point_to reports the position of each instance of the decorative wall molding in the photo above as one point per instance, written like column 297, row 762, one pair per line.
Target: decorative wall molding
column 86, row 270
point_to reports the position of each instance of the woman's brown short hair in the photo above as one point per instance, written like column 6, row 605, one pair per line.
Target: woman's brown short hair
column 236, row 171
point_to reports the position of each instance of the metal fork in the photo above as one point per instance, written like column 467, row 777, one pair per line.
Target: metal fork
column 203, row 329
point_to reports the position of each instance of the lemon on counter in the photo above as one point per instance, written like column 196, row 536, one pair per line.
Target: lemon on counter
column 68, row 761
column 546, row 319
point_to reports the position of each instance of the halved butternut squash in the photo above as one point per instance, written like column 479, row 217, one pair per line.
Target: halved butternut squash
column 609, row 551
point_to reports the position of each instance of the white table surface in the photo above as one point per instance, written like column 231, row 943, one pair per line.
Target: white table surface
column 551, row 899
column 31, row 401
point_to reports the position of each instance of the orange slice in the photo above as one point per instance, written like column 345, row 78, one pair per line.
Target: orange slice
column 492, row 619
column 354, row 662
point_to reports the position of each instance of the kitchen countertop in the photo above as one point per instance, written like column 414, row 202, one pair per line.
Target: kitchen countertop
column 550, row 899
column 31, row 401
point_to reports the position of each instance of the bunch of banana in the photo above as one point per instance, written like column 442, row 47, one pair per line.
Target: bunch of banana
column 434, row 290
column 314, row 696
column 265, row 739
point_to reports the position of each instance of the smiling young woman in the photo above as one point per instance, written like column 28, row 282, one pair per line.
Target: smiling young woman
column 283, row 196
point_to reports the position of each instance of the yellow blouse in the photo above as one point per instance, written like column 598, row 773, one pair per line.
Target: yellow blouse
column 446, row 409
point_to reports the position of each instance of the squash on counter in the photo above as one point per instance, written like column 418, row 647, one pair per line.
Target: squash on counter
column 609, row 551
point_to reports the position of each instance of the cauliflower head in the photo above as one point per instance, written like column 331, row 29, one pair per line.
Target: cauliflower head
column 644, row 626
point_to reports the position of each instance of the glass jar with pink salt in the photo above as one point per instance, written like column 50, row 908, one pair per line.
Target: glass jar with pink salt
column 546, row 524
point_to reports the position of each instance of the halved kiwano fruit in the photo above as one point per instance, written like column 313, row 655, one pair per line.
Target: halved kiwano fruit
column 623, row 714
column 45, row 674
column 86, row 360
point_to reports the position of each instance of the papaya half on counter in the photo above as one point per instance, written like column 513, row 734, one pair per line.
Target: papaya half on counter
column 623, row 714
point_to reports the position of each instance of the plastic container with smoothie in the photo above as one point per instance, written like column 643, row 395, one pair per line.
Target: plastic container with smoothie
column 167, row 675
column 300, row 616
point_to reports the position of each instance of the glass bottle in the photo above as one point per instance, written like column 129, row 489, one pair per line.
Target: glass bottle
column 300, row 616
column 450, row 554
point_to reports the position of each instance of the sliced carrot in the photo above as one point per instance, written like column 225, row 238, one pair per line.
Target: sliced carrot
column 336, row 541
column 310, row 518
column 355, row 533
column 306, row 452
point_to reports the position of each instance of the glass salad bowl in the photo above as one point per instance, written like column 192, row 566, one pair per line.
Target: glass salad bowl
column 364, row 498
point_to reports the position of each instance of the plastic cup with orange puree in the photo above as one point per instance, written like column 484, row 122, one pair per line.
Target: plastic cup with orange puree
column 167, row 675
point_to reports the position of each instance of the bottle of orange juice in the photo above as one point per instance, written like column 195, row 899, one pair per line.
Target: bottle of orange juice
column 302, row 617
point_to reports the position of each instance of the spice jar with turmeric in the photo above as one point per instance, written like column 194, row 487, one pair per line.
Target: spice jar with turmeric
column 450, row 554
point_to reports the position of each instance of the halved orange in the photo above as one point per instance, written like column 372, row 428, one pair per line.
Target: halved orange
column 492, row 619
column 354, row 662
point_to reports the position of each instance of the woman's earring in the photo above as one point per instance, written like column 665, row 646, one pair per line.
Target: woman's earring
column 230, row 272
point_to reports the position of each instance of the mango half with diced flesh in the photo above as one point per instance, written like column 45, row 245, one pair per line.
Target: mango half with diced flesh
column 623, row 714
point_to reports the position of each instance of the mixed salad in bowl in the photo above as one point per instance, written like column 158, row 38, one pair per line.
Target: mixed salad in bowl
■ ■ ■ ■ ■ ■ ■
### Exercise prompt
The listing above holds a line with "395, one pair per line." and a line with "428, one pair per line.". Print the stretch from the first through the second, exactly and alone.

### Task response
point_to reports the position of each instance of the plastic container with smoothie in the photo above as one point per instance, written like column 643, row 395, one pair per line.
Target: plastic container with smoothie
column 167, row 675
column 300, row 616
point_to reports the position of each instance of the glass bottle in the photo above as one point per instance, written like column 129, row 489, one pair per line.
Target: glass bottle
column 300, row 616
column 450, row 554
point_to reports the position of each instance of the sliced carrot in the photo above as one point per instance, written like column 225, row 238, one pair per line.
Target: sliced carrot
column 336, row 541
column 310, row 518
column 355, row 533
column 306, row 452
point_to reports the position of each instance of the glass salad bowl in the photo above as one point per instance, written like column 192, row 566, one pair per line.
Target: glass salad bowl
column 364, row 498
point_to reports the position of each instance of the plastic cup with orange puree in the photo above as one point per instance, written like column 484, row 122, one pair per line.
Target: plastic cup with orange puree
column 167, row 675
point_to reports the position of each instance of the bottle of orange juice in the photo above as one point per instance, written like column 195, row 899, one pair per line.
Target: bottle of orange juice
column 302, row 617
point_to reports the position of each instance of the spice jar with turmeric in the photo above as one point per instance, written like column 194, row 487, one pair per line.
Target: spice jar with turmeric
column 450, row 554
point_to reports the position of each instance of the halved orange in the photo above as one point per instance, written like column 372, row 428, one pair per line.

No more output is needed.